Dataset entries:
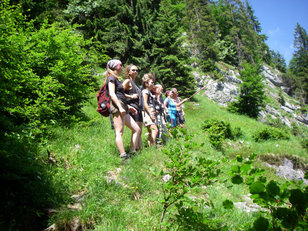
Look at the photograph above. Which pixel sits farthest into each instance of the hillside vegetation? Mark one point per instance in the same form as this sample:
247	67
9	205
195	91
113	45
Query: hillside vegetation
91	189
59	164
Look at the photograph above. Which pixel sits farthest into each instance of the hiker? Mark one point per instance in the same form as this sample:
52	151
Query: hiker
179	108
119	108
160	117
149	111
134	99
171	106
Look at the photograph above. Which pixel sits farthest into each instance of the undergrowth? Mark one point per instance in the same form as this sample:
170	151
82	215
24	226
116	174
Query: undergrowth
87	186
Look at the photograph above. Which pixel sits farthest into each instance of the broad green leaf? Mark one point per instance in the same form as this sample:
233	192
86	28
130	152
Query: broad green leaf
261	224
228	204
237	179
235	169
272	188
257	187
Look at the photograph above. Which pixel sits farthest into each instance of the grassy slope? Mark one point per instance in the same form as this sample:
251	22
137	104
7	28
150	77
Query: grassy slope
87	152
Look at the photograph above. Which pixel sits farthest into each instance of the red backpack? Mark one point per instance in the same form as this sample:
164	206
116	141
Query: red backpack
103	102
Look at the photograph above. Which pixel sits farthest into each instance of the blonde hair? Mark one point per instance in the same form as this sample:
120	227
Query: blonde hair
111	66
127	70
145	79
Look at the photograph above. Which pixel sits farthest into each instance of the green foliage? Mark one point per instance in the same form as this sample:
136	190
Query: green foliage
251	99
185	171
218	131
287	204
271	133
45	74
278	61
298	65
27	186
202	28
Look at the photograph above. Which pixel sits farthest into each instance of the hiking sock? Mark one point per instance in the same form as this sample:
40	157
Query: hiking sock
132	152
124	156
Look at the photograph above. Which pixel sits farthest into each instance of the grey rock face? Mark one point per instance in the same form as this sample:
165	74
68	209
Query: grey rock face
226	91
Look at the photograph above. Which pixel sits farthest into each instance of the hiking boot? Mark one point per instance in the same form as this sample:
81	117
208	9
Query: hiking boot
125	157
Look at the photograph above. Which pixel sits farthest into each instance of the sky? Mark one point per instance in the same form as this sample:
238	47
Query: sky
278	20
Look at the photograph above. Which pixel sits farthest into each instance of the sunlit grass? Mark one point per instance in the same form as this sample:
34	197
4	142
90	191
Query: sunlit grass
86	155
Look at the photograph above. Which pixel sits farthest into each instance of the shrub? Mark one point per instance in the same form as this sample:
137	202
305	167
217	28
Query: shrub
270	133
252	96
218	131
45	76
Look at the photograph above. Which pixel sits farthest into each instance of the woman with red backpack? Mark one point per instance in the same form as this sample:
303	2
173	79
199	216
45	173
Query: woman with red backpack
119	108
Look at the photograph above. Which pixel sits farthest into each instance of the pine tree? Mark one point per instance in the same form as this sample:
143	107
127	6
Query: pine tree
252	96
169	55
202	29
299	62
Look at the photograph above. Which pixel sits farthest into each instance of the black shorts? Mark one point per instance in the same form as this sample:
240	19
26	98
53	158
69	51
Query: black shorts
180	117
137	117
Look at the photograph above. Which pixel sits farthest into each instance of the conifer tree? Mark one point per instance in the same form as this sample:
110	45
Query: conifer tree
169	55
202	29
299	62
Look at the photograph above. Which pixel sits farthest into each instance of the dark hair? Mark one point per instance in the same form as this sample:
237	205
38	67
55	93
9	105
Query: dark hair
167	93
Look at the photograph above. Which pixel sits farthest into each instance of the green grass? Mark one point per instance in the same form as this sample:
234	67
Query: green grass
86	153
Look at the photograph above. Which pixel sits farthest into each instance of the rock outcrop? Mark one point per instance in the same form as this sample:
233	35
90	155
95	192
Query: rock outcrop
226	90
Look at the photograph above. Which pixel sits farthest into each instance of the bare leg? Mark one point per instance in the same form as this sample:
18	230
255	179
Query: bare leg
119	128
139	140
132	125
152	129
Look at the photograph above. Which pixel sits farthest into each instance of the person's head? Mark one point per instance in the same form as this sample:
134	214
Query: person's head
167	93
147	82
131	71
114	67
175	92
155	90
159	88
152	77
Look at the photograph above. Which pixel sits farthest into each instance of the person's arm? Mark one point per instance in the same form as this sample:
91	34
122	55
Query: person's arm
127	86
165	106
146	106
180	103
114	98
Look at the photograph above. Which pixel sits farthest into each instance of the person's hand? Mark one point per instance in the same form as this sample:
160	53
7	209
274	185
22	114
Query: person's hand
132	110
153	117
122	111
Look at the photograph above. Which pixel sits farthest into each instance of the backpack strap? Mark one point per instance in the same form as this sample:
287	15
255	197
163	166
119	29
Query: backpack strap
140	96
110	115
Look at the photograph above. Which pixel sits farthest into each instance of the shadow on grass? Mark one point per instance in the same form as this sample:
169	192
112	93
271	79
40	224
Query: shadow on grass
26	190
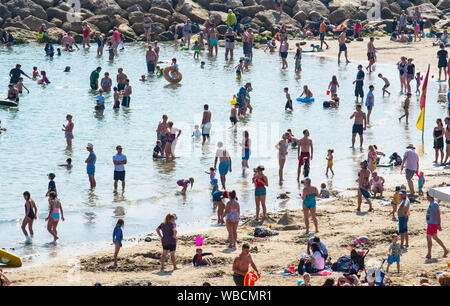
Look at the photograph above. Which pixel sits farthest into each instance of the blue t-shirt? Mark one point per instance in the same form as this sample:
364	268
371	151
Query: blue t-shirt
360	75
242	91
92	159
431	216
370	94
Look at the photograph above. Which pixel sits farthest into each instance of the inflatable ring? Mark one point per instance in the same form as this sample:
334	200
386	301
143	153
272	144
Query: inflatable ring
166	73
305	100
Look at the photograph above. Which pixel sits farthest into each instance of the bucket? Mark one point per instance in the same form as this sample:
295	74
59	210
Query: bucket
198	241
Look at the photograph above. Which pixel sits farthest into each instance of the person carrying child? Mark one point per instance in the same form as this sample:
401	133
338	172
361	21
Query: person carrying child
185	183
394	254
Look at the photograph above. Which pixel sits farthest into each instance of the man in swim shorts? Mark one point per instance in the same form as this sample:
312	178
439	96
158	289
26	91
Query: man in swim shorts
241	264
304	147
213	40
360	119
150	58
95	75
342	46
224	162
359	83
206	123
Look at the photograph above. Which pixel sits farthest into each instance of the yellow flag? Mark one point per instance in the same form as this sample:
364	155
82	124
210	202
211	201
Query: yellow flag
419	123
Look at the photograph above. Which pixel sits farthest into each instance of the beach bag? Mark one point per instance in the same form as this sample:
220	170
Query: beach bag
343	264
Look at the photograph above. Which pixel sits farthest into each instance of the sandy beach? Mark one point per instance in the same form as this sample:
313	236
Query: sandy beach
339	224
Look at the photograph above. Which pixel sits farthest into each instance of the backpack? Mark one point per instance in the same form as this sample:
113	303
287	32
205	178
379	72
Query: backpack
343	264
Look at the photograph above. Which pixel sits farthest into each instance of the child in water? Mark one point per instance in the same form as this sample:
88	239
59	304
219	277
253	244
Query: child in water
68	164
212	173
117	239
395	201
116	98
386	84
196	49
2	129
330	161
35	73
418	81
196	132
421	182
20	85
288	100
157	150
51	184
185	183
306	92
44	79
324	192
394	254
239	68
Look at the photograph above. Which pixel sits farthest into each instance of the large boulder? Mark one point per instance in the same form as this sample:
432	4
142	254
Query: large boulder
427	10
342	13
314	5
160	12
250	10
301	17
106	7
136	17
268	4
45	3
24	8
217	17
102	22
127	31
271	19
443	5
192	10
165	4
124	4
164	21
34	23
4	12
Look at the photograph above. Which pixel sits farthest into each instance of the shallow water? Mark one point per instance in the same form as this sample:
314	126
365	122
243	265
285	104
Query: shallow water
34	143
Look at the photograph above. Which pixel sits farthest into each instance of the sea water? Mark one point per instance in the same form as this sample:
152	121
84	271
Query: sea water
34	143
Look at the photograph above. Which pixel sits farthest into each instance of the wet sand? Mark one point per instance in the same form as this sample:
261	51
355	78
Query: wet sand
339	224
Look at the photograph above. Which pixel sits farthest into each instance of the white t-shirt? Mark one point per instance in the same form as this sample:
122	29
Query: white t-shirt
119	158
319	262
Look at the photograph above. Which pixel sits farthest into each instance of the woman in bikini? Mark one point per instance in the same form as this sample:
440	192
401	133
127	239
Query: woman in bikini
68	130
55	213
147	27
282	147
233	212
309	204
30	216
260	180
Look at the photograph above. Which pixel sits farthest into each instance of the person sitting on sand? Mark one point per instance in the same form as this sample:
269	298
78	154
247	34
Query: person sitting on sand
68	164
198	259
377	183
240	265
4	281
308	94
185	183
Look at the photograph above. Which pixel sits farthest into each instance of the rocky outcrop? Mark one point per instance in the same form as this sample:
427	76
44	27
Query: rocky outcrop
25	16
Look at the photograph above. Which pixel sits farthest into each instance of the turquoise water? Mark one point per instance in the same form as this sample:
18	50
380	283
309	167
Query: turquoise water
34	143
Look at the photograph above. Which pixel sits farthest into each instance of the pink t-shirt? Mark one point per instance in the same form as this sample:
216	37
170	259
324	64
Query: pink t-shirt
116	36
412	159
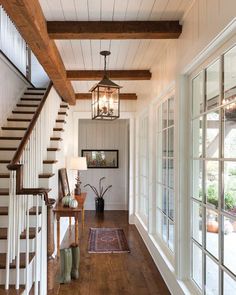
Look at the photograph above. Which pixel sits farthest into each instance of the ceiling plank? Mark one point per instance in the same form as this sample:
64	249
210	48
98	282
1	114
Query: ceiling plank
94	75
123	96
30	21
114	29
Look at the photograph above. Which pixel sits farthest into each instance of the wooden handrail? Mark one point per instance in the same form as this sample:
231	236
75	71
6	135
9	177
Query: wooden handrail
16	158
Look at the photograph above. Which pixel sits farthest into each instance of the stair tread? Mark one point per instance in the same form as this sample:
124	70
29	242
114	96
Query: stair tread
18	120
23	112
13	264
10	137
8	148
46	175
32	233
4	191
50	161
27	105
4	211
4	175
11	290
14	128
31	98
55	138
53	149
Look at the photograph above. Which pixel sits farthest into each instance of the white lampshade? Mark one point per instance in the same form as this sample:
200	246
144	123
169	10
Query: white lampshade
77	163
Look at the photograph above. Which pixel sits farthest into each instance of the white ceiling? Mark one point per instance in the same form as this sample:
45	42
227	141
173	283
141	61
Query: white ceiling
125	54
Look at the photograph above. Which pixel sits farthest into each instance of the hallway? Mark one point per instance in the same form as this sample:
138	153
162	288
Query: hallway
114	274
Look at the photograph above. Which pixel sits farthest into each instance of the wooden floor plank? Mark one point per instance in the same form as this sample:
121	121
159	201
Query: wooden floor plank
114	274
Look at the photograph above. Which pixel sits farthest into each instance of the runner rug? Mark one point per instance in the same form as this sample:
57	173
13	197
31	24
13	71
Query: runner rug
107	240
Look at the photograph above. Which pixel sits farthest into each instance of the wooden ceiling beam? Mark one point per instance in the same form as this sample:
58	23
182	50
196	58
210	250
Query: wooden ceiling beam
113	74
30	21
123	96
114	29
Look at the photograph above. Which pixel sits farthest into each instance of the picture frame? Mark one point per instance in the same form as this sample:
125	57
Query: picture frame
101	159
63	182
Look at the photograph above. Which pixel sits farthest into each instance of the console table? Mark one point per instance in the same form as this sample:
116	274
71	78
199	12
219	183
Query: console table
62	211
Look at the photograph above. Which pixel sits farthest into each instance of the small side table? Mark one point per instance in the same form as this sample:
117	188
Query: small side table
62	211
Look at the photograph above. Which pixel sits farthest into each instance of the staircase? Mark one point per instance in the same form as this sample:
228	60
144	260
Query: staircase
23	240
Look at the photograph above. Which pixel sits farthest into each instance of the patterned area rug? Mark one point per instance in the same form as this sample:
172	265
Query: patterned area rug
107	240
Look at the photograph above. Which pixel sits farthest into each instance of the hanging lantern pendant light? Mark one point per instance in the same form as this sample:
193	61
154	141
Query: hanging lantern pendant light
105	96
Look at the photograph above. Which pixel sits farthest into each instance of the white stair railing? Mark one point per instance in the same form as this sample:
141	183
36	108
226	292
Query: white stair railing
27	212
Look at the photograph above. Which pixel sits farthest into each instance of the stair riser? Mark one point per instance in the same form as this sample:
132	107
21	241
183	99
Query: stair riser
46	182
52	155
32	220
58	133
32	244
9	143
22	116
61	117
55	143
25	109
49	168
3	168
6	154
4	182
17	124
34	95
12	276
13	133
28	101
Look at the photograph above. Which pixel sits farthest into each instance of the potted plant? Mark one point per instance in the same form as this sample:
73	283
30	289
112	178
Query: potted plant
100	192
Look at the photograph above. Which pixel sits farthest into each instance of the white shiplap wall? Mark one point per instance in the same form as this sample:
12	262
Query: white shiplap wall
106	135
12	86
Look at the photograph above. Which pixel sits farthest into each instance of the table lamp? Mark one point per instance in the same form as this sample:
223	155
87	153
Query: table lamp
79	164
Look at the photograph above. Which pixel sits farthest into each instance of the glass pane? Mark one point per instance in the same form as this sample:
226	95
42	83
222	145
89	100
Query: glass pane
171	111
164	114
159	119
230	187
171	204
171	142
229	131
212	85
197	192
197	222
164	227
171	173
230	69
159	222
171	235
229	244
212	229
212	135
164	176
164	200
197	265
164	143
212	173
212	277
229	285
159	196
197	137
198	95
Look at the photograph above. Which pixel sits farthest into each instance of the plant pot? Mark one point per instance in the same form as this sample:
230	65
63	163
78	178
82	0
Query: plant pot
99	202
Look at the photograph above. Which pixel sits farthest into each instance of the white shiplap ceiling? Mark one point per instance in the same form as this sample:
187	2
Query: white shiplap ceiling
125	54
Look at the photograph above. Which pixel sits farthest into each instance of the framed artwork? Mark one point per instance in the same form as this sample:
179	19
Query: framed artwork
63	181
101	158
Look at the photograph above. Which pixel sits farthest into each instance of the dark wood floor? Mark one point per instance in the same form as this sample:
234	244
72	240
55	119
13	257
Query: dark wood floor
112	274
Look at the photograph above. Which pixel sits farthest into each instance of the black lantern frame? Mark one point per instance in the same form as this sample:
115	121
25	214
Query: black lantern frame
105	97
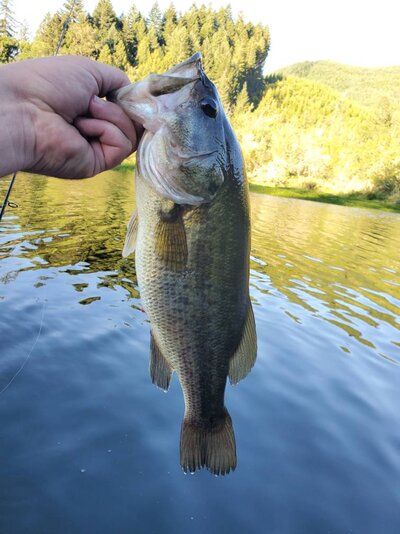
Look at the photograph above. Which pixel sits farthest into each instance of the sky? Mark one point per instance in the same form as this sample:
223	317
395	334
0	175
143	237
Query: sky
355	32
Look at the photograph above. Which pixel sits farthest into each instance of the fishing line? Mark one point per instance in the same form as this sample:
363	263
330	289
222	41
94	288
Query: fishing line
6	202
29	353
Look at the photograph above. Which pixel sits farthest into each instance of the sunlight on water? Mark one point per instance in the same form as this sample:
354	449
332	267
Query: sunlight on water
316	421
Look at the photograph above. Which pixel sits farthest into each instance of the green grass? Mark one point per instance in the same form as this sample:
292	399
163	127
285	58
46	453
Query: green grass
356	200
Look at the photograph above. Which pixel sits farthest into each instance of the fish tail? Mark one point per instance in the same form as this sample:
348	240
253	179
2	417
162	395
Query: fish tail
208	443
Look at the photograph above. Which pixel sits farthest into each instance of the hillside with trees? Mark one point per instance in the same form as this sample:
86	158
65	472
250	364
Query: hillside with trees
320	126
370	87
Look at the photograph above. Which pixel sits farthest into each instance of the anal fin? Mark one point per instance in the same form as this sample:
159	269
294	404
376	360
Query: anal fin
160	370
131	235
245	355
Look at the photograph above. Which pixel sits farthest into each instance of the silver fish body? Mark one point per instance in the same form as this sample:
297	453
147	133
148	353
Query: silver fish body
192	263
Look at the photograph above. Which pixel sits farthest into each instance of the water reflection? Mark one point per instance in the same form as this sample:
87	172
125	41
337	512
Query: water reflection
340	265
316	421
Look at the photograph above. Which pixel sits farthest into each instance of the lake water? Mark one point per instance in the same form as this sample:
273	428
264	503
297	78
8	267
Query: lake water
89	445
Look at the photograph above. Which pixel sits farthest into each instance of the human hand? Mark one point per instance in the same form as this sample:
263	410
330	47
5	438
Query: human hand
53	121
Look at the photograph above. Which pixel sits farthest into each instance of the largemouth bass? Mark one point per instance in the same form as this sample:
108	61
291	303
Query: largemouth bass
191	232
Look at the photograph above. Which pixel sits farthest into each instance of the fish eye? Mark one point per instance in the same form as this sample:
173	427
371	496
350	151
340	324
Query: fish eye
209	107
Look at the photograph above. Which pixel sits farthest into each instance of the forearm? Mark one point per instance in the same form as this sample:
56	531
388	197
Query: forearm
16	136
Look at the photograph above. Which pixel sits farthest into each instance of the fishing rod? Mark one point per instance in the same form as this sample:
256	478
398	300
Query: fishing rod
6	201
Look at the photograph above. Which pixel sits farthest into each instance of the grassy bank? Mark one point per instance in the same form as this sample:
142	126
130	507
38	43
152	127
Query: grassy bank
357	200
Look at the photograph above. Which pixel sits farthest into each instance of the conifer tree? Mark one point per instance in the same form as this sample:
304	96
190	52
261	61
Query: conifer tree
8	24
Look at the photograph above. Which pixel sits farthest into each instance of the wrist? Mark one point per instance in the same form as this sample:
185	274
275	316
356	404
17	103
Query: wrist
16	132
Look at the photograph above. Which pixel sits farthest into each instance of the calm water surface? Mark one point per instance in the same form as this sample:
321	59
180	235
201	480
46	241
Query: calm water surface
89	445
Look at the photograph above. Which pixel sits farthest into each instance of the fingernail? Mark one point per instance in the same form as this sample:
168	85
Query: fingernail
97	100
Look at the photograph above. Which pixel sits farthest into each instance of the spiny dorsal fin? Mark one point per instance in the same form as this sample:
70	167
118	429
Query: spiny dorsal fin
245	356
171	244
131	235
160	370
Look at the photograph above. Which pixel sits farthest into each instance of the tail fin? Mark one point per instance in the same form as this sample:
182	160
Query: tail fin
209	444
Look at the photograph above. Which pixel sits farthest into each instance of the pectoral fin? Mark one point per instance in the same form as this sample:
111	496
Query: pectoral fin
245	356
131	235
171	244
160	370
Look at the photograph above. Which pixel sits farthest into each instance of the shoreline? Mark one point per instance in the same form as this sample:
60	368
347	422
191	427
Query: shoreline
354	200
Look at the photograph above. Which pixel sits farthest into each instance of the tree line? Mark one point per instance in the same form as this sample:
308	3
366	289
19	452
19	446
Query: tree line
234	50
294	132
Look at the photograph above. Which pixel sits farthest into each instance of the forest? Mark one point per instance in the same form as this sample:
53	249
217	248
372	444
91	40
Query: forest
332	131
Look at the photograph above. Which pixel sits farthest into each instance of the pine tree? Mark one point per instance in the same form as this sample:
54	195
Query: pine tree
80	38
155	23
8	24
47	36
72	10
104	18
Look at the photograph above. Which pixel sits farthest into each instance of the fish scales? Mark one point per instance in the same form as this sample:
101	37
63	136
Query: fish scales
191	233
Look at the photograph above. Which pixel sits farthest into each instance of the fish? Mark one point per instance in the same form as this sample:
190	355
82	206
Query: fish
191	238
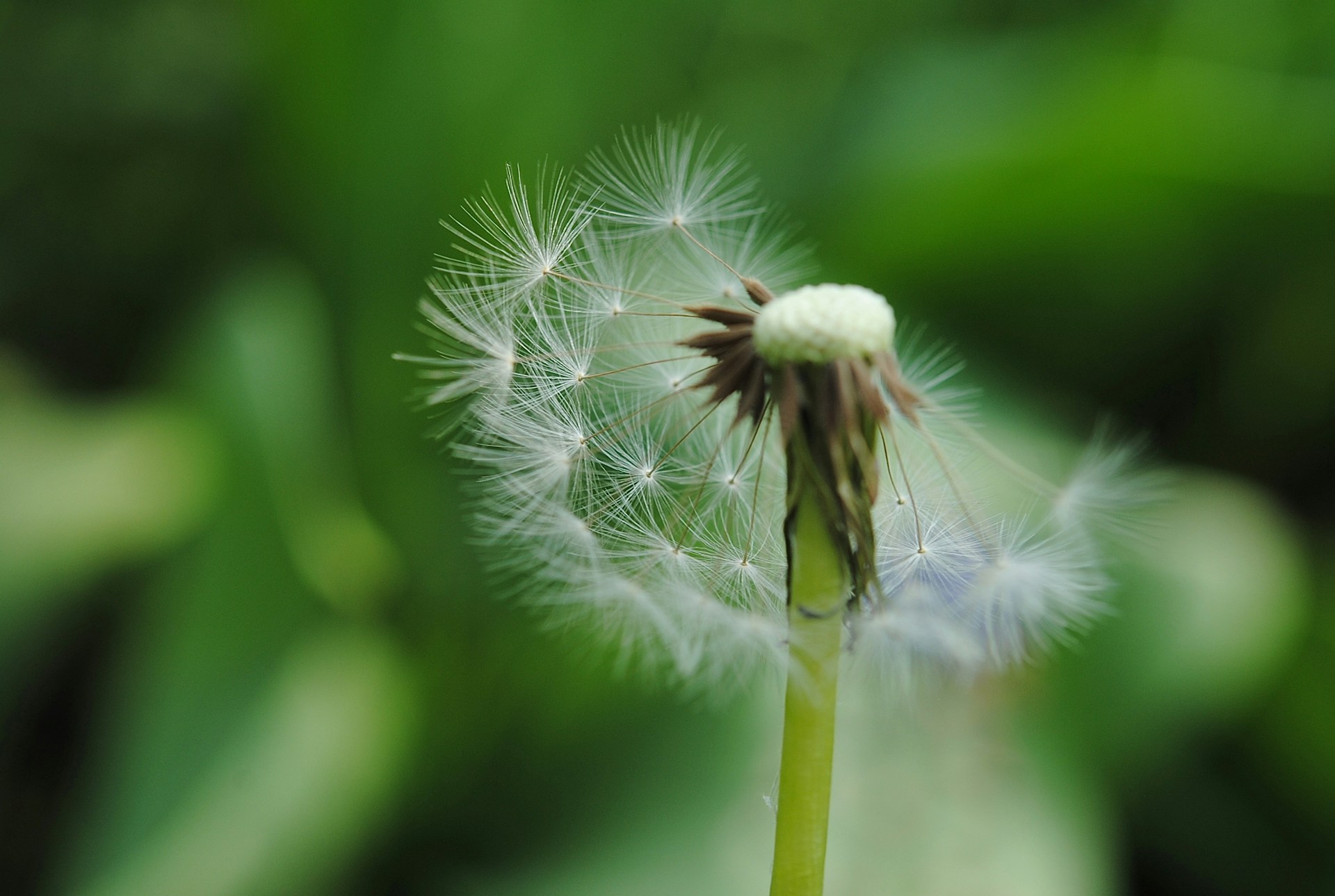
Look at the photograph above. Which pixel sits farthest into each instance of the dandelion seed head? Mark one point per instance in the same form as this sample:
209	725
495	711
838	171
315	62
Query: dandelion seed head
637	364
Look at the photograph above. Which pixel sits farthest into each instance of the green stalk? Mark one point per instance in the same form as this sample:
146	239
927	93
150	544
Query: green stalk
818	588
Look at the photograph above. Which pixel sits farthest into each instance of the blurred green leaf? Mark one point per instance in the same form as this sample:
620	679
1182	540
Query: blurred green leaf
293	790
87	487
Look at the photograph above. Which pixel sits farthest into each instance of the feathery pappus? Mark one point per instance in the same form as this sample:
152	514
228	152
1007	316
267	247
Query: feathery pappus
632	358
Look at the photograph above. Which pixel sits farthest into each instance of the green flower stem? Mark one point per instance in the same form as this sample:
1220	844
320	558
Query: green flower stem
818	588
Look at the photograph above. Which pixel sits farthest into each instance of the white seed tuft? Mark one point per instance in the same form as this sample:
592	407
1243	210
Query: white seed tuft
617	491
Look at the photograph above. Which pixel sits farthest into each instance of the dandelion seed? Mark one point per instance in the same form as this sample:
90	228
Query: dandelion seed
721	471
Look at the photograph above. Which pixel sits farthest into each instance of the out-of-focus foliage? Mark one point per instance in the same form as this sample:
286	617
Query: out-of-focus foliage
246	645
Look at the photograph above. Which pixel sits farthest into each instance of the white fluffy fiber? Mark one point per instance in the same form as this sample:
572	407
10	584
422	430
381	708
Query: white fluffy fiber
615	493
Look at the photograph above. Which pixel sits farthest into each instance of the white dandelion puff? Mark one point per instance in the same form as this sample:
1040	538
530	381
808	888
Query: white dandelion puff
651	394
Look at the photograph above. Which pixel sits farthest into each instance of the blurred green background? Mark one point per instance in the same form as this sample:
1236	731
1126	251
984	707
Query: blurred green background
245	642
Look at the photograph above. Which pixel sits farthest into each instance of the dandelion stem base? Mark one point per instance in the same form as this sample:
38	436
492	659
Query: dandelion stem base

How to complete this task: If a line of the records above holds the string "base", count it; then state only how many such lines there are.

Written solution: 2